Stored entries
╔══

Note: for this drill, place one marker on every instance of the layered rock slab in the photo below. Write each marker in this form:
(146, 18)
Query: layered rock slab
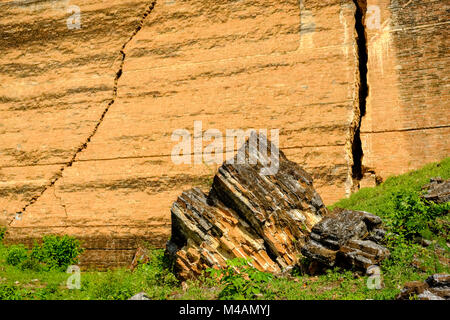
(247, 215)
(435, 287)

╚══

• _Short exercise_
Render every line of the rows above as a Markdown table with the columns "Line No." and "Content", omitting blank lines and leaving the pictures out.

• _Exercise result_
| Line No. | Content |
|---|---|
| 1 | Note: for this drill, place one marker on every instance of the layered rock slab in the photo below. Write each marker in this form: |
| 2 | (146, 18) |
| 3 | Query: layered rock slab |
| 4 | (247, 215) |
| 5 | (435, 287) |